[WHAT YOU SHOULD DO] Identify and copy every line in the data below that contains the word "white".

>> BEGIN WORKING DATA

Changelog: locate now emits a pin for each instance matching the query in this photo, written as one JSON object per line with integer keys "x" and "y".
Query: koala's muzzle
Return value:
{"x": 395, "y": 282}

>> END WORKING DATA
>> BEGIN WORKING DATA

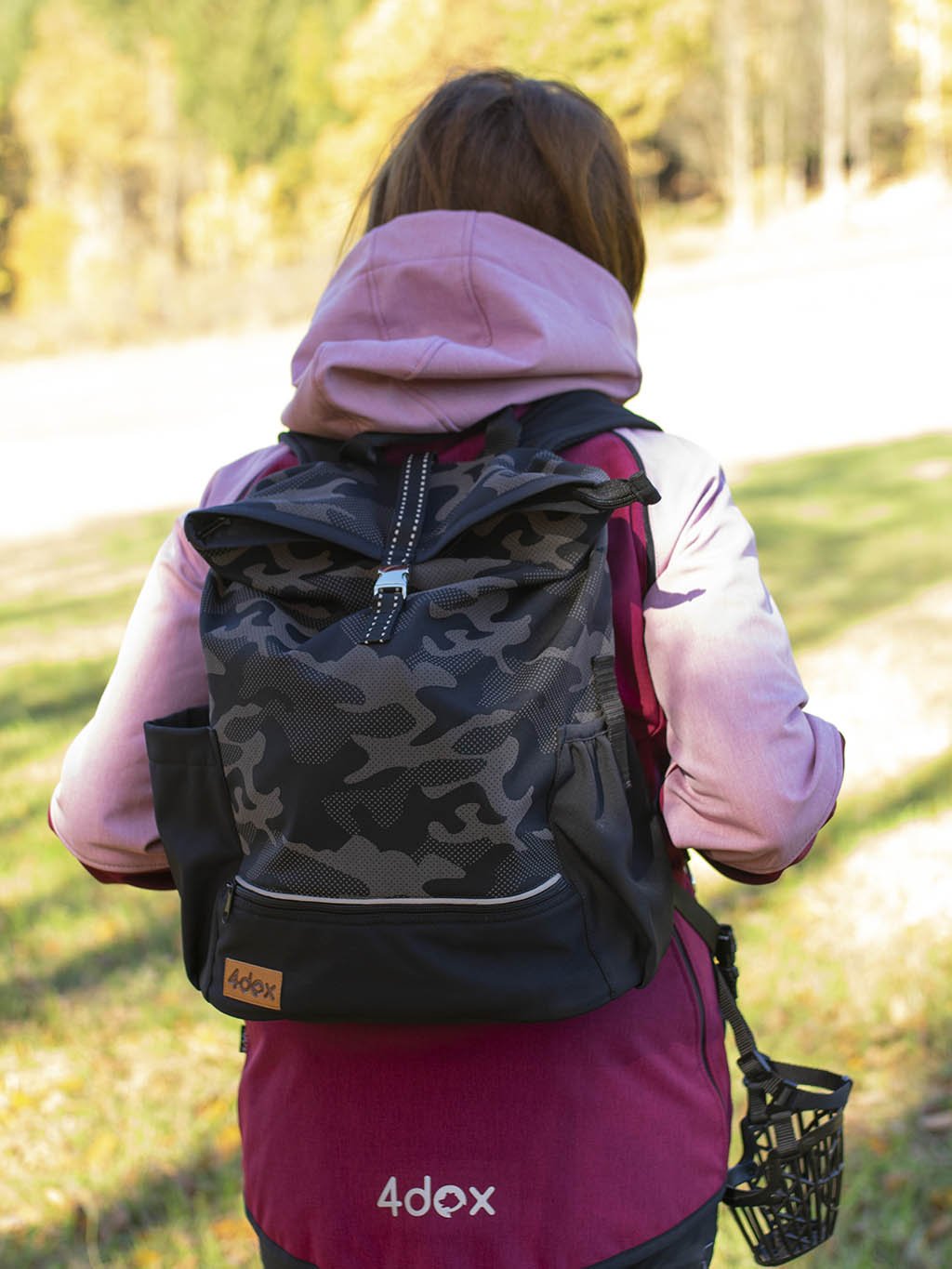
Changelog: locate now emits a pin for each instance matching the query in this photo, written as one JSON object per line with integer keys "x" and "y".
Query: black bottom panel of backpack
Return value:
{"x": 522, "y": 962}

>> END WORKING DATA
>> BEGIN WORKING DATA

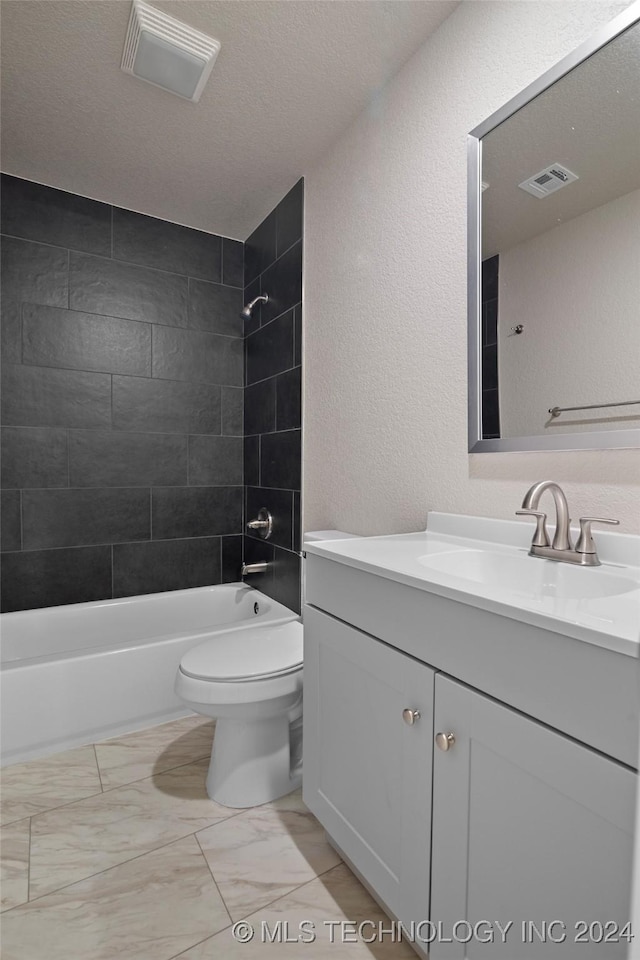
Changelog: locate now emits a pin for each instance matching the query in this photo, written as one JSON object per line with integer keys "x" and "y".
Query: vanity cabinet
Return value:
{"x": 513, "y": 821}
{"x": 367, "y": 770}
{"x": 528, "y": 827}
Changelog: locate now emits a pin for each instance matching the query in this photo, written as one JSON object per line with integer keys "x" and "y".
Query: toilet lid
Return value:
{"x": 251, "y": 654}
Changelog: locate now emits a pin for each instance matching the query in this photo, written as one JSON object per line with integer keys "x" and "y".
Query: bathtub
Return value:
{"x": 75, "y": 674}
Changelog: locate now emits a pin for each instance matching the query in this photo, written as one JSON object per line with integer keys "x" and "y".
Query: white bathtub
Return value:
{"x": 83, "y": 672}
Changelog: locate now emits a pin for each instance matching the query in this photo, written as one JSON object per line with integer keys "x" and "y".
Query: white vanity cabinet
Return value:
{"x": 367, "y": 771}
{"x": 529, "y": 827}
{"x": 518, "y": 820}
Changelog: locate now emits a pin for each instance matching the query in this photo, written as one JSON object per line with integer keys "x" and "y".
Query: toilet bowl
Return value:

>> END WORKING DATA

[WRITTEN REPLY]
Query: white bathtub
Query: white vanity cabinet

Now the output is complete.